To do:
Rewrite the lines from the one containing "stick, that would be a great help." to the one containing "616 161 L 619", both included, as a numbered list, leaving out any blank lines.

Stored rows:
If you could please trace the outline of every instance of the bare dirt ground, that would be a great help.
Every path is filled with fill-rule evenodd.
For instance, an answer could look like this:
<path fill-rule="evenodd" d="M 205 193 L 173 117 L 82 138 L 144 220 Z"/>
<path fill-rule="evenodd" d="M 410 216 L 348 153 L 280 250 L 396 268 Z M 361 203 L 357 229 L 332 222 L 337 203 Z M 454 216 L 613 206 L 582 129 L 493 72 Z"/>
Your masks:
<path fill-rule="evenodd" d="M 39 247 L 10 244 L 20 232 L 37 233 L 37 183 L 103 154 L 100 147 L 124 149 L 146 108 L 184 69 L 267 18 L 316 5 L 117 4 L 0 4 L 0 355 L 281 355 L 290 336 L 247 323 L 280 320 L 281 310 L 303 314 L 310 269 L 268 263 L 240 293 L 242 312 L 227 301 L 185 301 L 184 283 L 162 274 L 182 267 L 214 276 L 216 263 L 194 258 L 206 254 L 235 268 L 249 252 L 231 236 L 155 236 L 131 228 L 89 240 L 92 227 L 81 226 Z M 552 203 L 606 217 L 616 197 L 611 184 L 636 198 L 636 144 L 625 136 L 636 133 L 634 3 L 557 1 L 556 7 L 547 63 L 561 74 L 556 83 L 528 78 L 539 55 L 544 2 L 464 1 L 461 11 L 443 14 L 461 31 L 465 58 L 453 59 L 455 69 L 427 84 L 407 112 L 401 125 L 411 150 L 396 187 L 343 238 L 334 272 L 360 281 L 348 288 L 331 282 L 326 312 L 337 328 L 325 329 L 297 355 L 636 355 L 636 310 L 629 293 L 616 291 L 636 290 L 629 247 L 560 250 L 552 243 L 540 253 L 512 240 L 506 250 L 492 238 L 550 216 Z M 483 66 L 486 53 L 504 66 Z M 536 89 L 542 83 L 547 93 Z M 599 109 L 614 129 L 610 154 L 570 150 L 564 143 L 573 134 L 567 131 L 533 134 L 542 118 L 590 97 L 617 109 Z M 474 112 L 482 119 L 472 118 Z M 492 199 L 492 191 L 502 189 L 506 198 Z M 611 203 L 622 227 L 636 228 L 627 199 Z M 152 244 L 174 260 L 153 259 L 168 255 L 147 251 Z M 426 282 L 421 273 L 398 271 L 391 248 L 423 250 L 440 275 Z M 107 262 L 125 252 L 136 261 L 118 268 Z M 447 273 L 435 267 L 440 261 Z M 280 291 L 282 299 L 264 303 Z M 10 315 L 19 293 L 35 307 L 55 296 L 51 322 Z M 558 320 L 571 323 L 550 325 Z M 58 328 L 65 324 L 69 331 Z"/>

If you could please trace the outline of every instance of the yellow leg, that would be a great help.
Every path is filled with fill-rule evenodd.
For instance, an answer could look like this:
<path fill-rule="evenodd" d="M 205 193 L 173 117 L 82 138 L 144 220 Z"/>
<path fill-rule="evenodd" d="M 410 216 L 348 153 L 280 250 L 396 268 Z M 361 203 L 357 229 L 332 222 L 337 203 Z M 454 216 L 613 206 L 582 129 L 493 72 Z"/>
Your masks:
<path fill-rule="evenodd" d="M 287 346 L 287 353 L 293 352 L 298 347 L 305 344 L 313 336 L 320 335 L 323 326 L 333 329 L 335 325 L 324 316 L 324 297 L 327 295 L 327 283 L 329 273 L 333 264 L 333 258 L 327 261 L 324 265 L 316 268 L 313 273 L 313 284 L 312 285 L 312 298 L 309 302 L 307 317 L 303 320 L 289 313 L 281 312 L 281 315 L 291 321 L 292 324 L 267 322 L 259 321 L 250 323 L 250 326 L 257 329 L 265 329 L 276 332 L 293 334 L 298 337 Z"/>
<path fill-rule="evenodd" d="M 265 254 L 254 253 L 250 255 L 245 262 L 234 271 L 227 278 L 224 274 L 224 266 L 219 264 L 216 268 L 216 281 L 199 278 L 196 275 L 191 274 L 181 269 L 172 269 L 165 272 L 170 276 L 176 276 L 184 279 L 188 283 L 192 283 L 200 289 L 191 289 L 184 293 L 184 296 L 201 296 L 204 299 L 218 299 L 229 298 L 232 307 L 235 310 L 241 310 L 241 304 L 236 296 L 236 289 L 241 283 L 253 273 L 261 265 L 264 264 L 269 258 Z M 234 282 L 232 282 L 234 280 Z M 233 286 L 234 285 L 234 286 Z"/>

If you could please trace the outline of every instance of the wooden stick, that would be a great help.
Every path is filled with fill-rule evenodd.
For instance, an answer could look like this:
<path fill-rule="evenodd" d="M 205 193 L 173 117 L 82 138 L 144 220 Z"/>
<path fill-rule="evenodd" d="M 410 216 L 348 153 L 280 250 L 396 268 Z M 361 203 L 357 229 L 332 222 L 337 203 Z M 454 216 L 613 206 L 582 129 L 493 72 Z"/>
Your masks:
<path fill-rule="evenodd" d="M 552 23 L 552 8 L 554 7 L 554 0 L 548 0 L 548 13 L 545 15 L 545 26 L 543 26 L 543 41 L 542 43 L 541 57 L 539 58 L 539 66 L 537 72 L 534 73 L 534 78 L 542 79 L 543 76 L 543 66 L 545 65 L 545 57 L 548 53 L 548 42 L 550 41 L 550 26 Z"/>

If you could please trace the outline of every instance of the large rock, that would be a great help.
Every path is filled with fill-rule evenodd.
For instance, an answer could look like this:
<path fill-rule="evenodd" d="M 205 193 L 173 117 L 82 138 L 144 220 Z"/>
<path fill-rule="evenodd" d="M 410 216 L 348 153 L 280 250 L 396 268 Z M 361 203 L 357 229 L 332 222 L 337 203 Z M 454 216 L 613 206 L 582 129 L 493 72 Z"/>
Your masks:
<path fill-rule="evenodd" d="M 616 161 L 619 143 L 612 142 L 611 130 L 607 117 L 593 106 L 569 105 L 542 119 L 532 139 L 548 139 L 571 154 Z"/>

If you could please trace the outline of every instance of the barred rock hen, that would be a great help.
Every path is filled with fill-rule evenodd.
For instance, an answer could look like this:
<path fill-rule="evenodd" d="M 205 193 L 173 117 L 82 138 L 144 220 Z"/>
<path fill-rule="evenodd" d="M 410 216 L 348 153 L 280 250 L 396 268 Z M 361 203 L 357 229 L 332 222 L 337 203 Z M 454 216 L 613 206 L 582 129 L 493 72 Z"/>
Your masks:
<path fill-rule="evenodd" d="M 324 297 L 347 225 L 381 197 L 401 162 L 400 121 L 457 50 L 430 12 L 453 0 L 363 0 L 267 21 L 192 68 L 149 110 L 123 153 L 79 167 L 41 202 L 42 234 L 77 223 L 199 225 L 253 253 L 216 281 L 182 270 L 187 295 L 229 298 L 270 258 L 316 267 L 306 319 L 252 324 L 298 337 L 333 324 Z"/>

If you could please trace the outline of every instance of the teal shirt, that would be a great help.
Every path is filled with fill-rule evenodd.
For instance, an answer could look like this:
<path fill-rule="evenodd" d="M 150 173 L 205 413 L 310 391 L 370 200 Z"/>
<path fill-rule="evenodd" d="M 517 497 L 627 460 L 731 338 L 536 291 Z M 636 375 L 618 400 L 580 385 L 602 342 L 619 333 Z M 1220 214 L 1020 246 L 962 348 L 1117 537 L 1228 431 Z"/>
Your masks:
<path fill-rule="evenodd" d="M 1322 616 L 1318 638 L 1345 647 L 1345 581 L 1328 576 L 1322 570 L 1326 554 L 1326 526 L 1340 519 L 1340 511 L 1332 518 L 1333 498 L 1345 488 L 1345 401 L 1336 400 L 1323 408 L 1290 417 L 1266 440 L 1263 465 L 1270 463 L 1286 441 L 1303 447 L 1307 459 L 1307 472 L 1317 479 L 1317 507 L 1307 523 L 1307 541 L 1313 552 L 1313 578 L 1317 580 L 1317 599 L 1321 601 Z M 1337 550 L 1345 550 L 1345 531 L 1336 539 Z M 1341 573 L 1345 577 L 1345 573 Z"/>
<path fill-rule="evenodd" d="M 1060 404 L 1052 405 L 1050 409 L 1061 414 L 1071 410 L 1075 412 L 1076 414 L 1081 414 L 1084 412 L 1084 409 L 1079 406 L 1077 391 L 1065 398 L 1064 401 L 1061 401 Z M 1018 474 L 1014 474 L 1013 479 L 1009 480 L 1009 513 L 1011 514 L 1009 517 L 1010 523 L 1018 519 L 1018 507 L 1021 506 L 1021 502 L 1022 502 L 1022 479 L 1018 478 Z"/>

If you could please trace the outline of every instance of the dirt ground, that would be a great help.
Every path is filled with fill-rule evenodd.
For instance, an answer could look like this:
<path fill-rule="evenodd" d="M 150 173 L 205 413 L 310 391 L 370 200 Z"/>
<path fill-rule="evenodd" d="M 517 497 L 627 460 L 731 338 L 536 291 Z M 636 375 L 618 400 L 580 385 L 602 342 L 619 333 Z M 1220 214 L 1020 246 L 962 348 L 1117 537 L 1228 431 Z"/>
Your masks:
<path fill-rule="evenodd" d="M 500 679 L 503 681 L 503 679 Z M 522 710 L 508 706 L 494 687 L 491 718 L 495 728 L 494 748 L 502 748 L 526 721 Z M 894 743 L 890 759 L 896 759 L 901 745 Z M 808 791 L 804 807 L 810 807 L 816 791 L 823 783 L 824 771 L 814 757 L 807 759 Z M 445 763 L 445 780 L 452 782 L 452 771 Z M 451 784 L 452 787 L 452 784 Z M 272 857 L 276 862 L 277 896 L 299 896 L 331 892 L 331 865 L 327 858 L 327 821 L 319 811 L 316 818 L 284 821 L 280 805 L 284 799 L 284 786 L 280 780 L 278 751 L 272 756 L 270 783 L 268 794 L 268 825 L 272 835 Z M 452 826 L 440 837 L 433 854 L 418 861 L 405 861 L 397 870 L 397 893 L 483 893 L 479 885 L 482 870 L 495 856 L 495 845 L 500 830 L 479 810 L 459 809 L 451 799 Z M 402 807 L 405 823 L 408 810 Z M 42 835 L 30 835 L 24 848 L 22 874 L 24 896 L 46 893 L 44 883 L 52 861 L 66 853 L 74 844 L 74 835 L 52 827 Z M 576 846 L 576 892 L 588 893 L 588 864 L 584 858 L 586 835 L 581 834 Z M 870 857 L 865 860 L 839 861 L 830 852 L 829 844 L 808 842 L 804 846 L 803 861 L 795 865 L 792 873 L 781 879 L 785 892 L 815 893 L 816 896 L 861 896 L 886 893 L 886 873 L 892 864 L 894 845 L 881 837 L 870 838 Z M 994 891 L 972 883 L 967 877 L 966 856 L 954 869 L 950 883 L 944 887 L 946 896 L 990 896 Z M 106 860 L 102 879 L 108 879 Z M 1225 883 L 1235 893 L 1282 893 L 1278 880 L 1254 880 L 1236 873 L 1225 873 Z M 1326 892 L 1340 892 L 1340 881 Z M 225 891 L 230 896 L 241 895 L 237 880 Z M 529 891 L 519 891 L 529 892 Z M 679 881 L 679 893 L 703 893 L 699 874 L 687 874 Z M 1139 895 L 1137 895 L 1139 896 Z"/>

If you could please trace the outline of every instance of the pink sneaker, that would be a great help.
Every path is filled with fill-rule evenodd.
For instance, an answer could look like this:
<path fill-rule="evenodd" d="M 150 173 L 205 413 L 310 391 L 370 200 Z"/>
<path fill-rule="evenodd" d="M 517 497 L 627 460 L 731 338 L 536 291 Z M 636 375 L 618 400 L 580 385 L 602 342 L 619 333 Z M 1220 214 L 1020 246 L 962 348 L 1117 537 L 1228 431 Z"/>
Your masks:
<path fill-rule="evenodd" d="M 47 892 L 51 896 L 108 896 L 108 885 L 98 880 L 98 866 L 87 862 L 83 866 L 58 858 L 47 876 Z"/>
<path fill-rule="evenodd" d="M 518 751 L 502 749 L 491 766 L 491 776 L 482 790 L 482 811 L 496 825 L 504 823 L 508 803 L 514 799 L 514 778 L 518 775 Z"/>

Task solution:
1. If you could please trace the outline of every instance of the wooden stick, that would be a great help.
2. Every path is filled with fill-rule evenodd.
3. For instance, an answer could look like this:
4. <path fill-rule="evenodd" d="M 205 193 L 173 117 L 82 138 L 144 220 Z"/>
5. <path fill-rule="evenodd" d="M 410 216 L 348 153 L 280 250 L 396 268 Z M 361 203 L 357 229 L 332 222 L 337 203 Z M 454 216 L 613 206 L 582 129 L 493 72 Z"/>
6. Your masks:
7. <path fill-rule="evenodd" d="M 552 23 L 552 8 L 554 7 L 554 0 L 548 0 L 548 13 L 545 15 L 545 26 L 543 26 L 543 41 L 542 43 L 541 57 L 539 58 L 539 66 L 537 72 L 534 73 L 534 78 L 542 79 L 543 76 L 543 66 L 545 65 L 545 57 L 548 53 L 548 42 L 550 41 L 550 26 Z"/>
8. If you could please trace the outline of every instance of the large rock, that would be a great help.
9. Every path is filled with fill-rule evenodd.
10. For instance, an answer could look like this:
11. <path fill-rule="evenodd" d="M 205 193 L 173 117 L 82 138 L 144 220 Z"/>
12. <path fill-rule="evenodd" d="M 410 216 L 348 153 L 280 250 L 396 268 Z M 361 203 L 357 229 L 332 222 L 337 203 Z M 454 216 L 613 206 L 582 129 L 493 72 Z"/>
13. Your masks:
14. <path fill-rule="evenodd" d="M 616 161 L 619 143 L 612 142 L 611 130 L 607 117 L 593 106 L 569 105 L 542 119 L 532 139 L 548 139 L 571 154 Z"/>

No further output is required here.